[Start Dataset records]

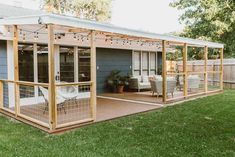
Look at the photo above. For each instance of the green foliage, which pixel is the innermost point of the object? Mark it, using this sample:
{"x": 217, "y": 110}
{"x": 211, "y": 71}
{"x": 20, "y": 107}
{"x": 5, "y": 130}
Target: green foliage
{"x": 99, "y": 10}
{"x": 115, "y": 79}
{"x": 209, "y": 19}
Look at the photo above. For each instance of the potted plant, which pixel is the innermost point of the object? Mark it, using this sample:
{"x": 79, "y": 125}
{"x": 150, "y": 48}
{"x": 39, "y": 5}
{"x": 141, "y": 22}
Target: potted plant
{"x": 116, "y": 82}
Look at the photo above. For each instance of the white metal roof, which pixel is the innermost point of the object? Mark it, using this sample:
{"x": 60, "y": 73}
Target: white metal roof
{"x": 92, "y": 25}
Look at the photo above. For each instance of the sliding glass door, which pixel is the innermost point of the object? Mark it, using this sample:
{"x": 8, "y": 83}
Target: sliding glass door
{"x": 84, "y": 64}
{"x": 67, "y": 64}
{"x": 42, "y": 63}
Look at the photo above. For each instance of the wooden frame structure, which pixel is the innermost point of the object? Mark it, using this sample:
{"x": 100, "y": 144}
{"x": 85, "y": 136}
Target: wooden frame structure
{"x": 94, "y": 30}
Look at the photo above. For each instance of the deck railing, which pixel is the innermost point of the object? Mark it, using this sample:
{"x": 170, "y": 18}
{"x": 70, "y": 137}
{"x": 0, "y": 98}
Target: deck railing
{"x": 29, "y": 101}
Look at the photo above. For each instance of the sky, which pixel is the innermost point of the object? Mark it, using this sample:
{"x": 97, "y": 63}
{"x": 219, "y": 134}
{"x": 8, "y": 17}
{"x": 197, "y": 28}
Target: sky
{"x": 147, "y": 15}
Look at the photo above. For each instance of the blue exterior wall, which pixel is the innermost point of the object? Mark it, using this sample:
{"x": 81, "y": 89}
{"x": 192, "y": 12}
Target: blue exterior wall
{"x": 3, "y": 69}
{"x": 3, "y": 59}
{"x": 111, "y": 59}
{"x": 159, "y": 61}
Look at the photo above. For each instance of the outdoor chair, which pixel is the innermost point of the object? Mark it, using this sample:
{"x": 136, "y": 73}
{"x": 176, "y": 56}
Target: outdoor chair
{"x": 193, "y": 82}
{"x": 60, "y": 101}
{"x": 140, "y": 82}
{"x": 156, "y": 86}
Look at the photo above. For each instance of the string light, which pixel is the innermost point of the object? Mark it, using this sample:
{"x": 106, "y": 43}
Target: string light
{"x": 74, "y": 36}
{"x": 8, "y": 30}
{"x": 81, "y": 37}
{"x": 24, "y": 37}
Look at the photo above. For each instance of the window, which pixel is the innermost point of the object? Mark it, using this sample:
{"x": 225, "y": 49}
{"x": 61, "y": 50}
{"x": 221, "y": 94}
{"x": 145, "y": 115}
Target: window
{"x": 84, "y": 64}
{"x": 144, "y": 63}
{"x": 42, "y": 51}
{"x": 137, "y": 63}
{"x": 67, "y": 64}
{"x": 26, "y": 72}
{"x": 153, "y": 63}
{"x": 26, "y": 69}
{"x": 145, "y": 66}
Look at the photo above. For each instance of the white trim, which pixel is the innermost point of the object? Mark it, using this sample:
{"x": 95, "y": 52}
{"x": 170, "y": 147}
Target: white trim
{"x": 92, "y": 25}
{"x": 57, "y": 60}
{"x": 76, "y": 79}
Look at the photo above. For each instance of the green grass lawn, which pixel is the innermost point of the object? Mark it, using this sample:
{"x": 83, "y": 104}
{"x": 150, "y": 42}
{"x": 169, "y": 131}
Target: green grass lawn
{"x": 204, "y": 127}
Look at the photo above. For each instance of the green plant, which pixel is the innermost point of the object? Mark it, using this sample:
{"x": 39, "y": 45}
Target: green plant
{"x": 115, "y": 79}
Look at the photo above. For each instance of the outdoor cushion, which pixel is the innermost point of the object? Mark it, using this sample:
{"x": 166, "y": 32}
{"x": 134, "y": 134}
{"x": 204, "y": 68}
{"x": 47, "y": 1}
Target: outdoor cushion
{"x": 139, "y": 78}
{"x": 145, "y": 79}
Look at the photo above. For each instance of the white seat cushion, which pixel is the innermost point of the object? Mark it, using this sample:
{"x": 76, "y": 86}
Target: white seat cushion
{"x": 144, "y": 83}
{"x": 145, "y": 79}
{"x": 139, "y": 78}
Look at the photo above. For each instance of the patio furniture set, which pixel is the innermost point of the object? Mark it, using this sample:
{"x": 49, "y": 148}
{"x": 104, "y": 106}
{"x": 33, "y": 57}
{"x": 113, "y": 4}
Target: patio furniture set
{"x": 154, "y": 83}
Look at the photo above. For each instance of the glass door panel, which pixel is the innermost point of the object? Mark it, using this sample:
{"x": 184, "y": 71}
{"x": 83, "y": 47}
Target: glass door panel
{"x": 84, "y": 64}
{"x": 42, "y": 63}
{"x": 67, "y": 64}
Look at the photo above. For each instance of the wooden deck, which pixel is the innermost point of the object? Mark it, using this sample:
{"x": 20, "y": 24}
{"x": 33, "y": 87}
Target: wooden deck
{"x": 146, "y": 96}
{"x": 106, "y": 109}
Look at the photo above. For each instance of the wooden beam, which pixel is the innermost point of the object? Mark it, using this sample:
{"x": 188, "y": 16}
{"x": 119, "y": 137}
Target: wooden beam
{"x": 93, "y": 75}
{"x": 185, "y": 70}
{"x": 221, "y": 69}
{"x": 205, "y": 69}
{"x": 16, "y": 68}
{"x": 51, "y": 65}
{"x": 164, "y": 71}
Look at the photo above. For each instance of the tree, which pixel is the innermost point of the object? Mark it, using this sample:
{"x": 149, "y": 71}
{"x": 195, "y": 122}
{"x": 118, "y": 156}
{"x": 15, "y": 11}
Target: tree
{"x": 209, "y": 19}
{"x": 57, "y": 6}
{"x": 99, "y": 10}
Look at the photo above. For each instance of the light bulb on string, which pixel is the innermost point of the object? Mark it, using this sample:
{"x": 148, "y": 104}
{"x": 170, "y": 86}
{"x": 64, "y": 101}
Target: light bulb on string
{"x": 74, "y": 36}
{"x": 24, "y": 37}
{"x": 8, "y": 30}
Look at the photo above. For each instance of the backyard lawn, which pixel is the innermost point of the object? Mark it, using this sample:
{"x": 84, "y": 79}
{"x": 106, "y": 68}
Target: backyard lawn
{"x": 203, "y": 127}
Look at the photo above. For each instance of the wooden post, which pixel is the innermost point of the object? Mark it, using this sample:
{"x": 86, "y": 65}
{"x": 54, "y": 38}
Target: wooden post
{"x": 221, "y": 69}
{"x": 93, "y": 75}
{"x": 164, "y": 72}
{"x": 1, "y": 95}
{"x": 51, "y": 64}
{"x": 205, "y": 69}
{"x": 35, "y": 68}
{"x": 185, "y": 58}
{"x": 16, "y": 69}
{"x": 76, "y": 79}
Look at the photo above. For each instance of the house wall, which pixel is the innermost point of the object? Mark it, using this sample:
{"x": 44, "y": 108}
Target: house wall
{"x": 111, "y": 59}
{"x": 3, "y": 69}
{"x": 159, "y": 61}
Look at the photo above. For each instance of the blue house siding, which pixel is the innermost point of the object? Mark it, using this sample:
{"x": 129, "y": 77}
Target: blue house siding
{"x": 159, "y": 61}
{"x": 111, "y": 59}
{"x": 3, "y": 59}
{"x": 3, "y": 69}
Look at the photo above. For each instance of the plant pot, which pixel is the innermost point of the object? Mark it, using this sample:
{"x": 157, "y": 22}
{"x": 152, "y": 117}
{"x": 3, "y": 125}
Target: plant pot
{"x": 120, "y": 89}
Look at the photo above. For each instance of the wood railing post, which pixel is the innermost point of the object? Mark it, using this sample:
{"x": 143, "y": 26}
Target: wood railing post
{"x": 93, "y": 76}
{"x": 164, "y": 71}
{"x": 51, "y": 64}
{"x": 221, "y": 69}
{"x": 185, "y": 58}
{"x": 16, "y": 69}
{"x": 205, "y": 69}
{"x": 1, "y": 95}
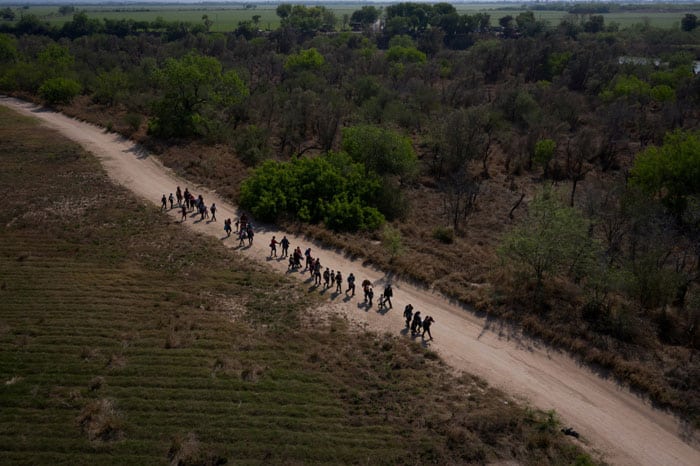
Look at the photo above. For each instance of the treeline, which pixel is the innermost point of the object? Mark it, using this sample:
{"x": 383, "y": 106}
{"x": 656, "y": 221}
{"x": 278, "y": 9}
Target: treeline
{"x": 445, "y": 115}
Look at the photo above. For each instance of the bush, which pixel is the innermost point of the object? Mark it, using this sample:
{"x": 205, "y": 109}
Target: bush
{"x": 330, "y": 189}
{"x": 444, "y": 234}
{"x": 57, "y": 91}
{"x": 133, "y": 120}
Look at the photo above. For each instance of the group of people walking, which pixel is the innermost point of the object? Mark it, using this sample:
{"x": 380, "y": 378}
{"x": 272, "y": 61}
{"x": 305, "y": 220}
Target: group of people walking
{"x": 188, "y": 203}
{"x": 329, "y": 279}
{"x": 416, "y": 323}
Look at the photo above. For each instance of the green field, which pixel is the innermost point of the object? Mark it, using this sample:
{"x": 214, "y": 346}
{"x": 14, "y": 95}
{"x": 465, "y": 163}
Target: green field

[End Dataset records]

**Objective:** Print the lines from the one holding "the wood railing" through the last line of the records, word for word, and omit the pictures.

**Answer below:**
Look at the photo above. For each instance of the wood railing post, which pixel is the innermost point of the object? Mark it, using this sample:
{"x": 143, "y": 26}
Target: wood railing post
{"x": 93, "y": 76}
{"x": 164, "y": 71}
{"x": 51, "y": 64}
{"x": 221, "y": 69}
{"x": 185, "y": 58}
{"x": 16, "y": 69}
{"x": 205, "y": 69}
{"x": 1, "y": 95}
Look at the photo above. For each instance of the treeline, which pixel is the innermost point of the object? Mark it, using this sample:
{"x": 383, "y": 106}
{"x": 656, "y": 221}
{"x": 278, "y": 9}
Target: treeline
{"x": 445, "y": 115}
Look at the photo above. For each instance of the bush, which pixel is the innermost point of the object? Mark it, using this sample:
{"x": 205, "y": 109}
Target: bush
{"x": 330, "y": 189}
{"x": 444, "y": 234}
{"x": 57, "y": 91}
{"x": 133, "y": 120}
Look at the photo above. For each instance of the group of people walking, which pixel is the innermost point of the object? Mark it, using this sample:
{"x": 380, "y": 378}
{"x": 272, "y": 61}
{"x": 305, "y": 220}
Target: group of people walking
{"x": 188, "y": 203}
{"x": 329, "y": 279}
{"x": 416, "y": 323}
Look at the photo above. For each instance of the green field, which pixel is the innermost point of the object? Mark it, using this sample:
{"x": 214, "y": 346}
{"x": 14, "y": 95}
{"x": 465, "y": 163}
Target: green field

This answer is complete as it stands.